**Exercise prompt:** Starting with the line that contains "Task: point out every instance of the tall", set down each line through the end of the entries below, exactly and with nothing added.

---

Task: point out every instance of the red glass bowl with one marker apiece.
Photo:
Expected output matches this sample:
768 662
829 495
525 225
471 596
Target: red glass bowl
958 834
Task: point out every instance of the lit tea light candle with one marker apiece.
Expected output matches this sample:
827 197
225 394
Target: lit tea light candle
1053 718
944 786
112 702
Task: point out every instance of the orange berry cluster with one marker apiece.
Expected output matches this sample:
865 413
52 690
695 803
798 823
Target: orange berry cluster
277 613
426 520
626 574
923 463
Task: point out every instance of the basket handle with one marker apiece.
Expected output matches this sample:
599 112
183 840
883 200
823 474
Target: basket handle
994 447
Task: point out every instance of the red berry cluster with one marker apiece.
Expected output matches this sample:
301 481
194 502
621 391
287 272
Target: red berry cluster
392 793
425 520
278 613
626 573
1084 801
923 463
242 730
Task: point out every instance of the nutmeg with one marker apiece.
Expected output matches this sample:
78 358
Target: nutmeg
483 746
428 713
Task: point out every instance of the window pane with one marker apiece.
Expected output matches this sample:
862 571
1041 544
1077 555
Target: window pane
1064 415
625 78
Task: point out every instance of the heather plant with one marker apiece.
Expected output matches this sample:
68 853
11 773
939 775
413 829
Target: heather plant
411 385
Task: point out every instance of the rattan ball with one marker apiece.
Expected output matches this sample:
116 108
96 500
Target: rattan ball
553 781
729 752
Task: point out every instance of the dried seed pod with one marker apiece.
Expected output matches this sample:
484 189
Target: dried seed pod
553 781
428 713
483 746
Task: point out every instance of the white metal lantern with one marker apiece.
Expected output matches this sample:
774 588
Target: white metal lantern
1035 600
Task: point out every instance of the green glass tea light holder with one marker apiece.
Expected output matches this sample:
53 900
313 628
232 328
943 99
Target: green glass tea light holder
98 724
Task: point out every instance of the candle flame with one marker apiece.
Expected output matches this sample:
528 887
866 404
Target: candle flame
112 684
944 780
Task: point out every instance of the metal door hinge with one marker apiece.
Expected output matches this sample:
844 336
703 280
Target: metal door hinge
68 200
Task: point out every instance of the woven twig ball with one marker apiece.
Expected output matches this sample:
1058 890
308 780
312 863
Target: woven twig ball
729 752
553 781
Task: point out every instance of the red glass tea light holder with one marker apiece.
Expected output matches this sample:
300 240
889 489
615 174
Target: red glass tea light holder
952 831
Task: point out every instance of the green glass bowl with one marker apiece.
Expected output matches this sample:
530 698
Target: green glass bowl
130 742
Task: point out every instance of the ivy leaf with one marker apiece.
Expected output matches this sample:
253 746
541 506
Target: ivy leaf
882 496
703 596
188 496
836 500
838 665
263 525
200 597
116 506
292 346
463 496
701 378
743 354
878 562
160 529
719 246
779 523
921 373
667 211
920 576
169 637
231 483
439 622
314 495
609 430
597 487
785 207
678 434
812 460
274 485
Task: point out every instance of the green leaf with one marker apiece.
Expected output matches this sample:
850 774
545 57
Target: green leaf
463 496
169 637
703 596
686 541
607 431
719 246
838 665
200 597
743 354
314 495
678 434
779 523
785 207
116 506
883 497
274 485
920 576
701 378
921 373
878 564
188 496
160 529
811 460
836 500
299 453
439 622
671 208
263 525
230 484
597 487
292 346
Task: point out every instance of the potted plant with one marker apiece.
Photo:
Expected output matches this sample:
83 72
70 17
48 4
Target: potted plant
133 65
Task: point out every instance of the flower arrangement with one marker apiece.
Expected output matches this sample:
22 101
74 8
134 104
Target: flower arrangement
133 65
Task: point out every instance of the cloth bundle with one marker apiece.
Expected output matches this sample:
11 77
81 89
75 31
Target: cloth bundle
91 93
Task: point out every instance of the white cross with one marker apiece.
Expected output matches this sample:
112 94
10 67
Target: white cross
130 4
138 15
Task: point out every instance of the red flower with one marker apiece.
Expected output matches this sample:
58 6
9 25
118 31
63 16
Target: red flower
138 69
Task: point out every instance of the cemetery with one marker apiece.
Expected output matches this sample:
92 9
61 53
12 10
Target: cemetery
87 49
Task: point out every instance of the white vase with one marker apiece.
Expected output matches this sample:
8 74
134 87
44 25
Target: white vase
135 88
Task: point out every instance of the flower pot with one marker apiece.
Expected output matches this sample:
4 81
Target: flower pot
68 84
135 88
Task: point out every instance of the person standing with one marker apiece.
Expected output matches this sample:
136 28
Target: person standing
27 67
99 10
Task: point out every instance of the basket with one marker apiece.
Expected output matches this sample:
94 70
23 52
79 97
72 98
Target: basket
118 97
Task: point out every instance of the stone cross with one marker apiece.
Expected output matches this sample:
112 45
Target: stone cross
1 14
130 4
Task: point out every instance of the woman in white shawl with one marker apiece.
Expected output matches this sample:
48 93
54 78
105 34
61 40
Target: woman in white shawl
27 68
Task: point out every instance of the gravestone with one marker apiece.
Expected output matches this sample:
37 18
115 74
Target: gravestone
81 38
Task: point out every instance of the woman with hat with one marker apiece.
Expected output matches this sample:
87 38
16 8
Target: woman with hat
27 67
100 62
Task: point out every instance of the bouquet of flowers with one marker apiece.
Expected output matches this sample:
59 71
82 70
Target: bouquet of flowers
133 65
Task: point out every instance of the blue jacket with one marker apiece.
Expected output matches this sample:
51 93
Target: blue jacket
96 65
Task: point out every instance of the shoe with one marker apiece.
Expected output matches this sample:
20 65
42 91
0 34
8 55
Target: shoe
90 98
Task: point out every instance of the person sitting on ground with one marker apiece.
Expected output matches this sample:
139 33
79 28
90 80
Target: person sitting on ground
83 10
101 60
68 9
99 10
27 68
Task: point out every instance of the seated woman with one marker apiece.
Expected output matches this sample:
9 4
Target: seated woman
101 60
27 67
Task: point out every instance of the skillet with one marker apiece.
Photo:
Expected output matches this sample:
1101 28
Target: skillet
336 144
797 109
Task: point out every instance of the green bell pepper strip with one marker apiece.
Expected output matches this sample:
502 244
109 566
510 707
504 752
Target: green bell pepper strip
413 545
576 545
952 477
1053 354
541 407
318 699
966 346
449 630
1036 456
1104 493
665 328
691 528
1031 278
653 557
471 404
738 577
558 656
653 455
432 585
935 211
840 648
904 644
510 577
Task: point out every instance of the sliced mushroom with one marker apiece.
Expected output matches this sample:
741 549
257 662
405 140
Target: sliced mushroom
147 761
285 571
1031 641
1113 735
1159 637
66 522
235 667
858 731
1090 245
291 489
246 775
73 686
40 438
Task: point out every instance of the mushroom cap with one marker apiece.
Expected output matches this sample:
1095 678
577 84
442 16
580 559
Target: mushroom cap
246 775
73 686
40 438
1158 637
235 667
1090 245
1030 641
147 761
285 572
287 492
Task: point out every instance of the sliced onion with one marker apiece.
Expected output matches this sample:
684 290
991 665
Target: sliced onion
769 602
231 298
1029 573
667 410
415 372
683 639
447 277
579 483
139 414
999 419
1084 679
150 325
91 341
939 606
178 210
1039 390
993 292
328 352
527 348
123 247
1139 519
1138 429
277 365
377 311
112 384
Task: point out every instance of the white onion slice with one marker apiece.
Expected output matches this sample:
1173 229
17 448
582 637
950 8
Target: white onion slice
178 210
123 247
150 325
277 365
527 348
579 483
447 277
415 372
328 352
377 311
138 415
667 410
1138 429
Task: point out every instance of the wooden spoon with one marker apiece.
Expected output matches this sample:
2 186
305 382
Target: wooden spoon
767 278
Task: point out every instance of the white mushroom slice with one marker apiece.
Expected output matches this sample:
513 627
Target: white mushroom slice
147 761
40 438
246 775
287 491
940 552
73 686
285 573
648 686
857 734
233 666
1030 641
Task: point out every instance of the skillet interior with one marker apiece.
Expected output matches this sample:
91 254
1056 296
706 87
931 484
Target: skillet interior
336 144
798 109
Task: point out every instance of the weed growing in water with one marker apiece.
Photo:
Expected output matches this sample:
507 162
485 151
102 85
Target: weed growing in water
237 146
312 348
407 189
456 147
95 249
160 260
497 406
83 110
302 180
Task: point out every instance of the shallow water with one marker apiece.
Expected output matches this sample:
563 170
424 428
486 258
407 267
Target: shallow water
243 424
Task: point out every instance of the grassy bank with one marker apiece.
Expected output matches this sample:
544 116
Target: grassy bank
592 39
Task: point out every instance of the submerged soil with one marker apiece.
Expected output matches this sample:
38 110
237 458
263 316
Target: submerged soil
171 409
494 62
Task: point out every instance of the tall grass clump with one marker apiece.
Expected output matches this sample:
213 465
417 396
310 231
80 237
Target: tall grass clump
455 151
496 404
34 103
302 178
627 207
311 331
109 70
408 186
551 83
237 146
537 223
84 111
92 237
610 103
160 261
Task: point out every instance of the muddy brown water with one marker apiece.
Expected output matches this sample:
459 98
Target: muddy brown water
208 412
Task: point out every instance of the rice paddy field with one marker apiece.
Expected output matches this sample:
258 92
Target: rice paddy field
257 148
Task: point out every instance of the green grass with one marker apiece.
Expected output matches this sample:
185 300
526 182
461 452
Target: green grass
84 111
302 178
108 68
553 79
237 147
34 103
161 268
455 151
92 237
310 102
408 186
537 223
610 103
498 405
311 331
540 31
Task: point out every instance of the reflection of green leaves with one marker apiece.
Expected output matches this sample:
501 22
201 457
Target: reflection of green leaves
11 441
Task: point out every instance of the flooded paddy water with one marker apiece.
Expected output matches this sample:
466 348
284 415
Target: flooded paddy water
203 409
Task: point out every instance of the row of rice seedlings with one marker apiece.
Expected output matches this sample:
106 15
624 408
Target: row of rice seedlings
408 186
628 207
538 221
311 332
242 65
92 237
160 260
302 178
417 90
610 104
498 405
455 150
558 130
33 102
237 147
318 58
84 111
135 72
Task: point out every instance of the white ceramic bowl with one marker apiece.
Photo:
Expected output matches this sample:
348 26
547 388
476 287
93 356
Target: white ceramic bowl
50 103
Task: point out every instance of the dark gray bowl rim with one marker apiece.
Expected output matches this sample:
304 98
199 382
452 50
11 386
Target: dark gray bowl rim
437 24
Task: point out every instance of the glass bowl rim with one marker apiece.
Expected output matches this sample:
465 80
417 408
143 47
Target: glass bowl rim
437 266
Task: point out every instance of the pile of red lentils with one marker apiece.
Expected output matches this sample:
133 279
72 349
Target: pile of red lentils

---

**Reply to the exercise:**
Task: point out every instance of the tall grass clump with one marker apiece.
Expected output matches this sample:
213 465
417 396
310 231
80 237
Target: tall grass clump
455 151
496 404
34 103
302 178
627 207
311 331
109 70
408 186
551 83
237 146
537 223
84 111
92 237
610 103
160 261
Task: point out every instance of the muddy brown water with one marker apiece.
Expected output matches this sample:
459 98
Target: muddy brown water
208 412
Task: point out every instance of the rice paddy field with one marker apiece.
Expected output matches this sample:
258 92
Target: rice paddy field
257 148
Task: point out every instance of the green grass with one marker apiece.
Expected output matches this sample:
185 300
526 182
461 452
Target: green grass
84 111
302 178
108 68
553 79
237 147
34 103
161 268
455 151
92 237
310 102
408 186
537 223
610 103
498 405
311 331
540 31
Task: point out every instance of the reflection of green leaves with one marker apiece.
Expected output matches this sample:
501 22
201 457
Target: reflection of green leaves
11 441
Task: point out every instance of the flooded paddy water with one marker apiece.
Expected output matches this sample:
466 348
284 415
Target: flooded paddy water
203 409
Task: point out every instance of the row of rice seedlings with one marker apiece.
Expected output matches this sample:
106 15
624 408
Target: row of rice seedlings
408 186
628 207
538 221
311 332
242 65
92 237
160 260
302 178
417 90
610 104
498 405
455 150
558 130
33 102
237 147
318 58
84 111
135 72
Task: point out every instance of the white ceramic bowl with one marker apiece.
Photo:
Expected output matches this sample:
348 26
547 388
476 287
93 356
Target: white ceramic bowl
50 103
Task: point out every instance of the dark gray bowl rim with one marker apiece.
Expected output matches this sample:
304 98
199 382
452 50
11 386
Target: dark gray bowl rim
437 24
Task: point out every instance of the glass bowl rim with one marker apiece.
Expected output matches this sample:
465 80
417 408
143 47
Target: glass bowl rim
437 266
Task: point out every instance of the pile of red lentils with one marker apiece.
Expected output matches this sample:
133 279
72 349
Target: pile of red lentils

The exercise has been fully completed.